▶ DATA LISTING
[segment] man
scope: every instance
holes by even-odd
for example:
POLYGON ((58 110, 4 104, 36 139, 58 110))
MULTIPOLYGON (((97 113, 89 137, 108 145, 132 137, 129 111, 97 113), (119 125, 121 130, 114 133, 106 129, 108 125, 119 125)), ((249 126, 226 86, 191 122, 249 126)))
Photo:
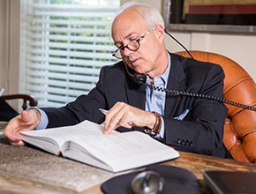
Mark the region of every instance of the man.
POLYGON ((117 47, 114 56, 123 61, 102 67, 88 95, 63 108, 23 111, 4 131, 10 142, 23 146, 19 137, 22 130, 72 125, 87 119, 104 122, 105 134, 136 130, 177 150, 225 157, 222 136, 227 108, 223 104, 150 86, 222 97, 222 68, 169 53, 162 18, 148 5, 126 6, 115 18, 111 30, 117 47), (135 75, 146 76, 146 85, 133 81, 135 75), (104 116, 99 108, 109 111, 104 116))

▶ GIVEN TASK
Print the entire listing above verbatim, leaving out the pictures.

▶ CORRECT RESPONSE
[segment] man
scope: every instance
holes by even-odd
for example:
POLYGON ((58 110, 4 104, 36 139, 58 110))
MULTIPOLYGON (((97 113, 89 137, 108 145, 132 137, 129 111, 97 113), (119 125, 121 130, 114 133, 106 129, 108 125, 119 125)), ((249 126, 226 86, 191 122, 249 126)))
Photo:
Mark the region of every instance of the man.
POLYGON ((117 47, 114 56, 123 61, 102 67, 88 95, 63 108, 23 111, 4 131, 10 142, 23 146, 19 137, 22 130, 72 125, 87 119, 104 122, 105 134, 136 130, 177 150, 225 157, 222 136, 227 108, 223 104, 150 86, 222 97, 222 68, 169 53, 162 18, 148 5, 126 6, 115 18, 111 30, 117 47), (135 75, 146 76, 146 85, 133 81, 135 75), (104 116, 99 108, 109 111, 104 116))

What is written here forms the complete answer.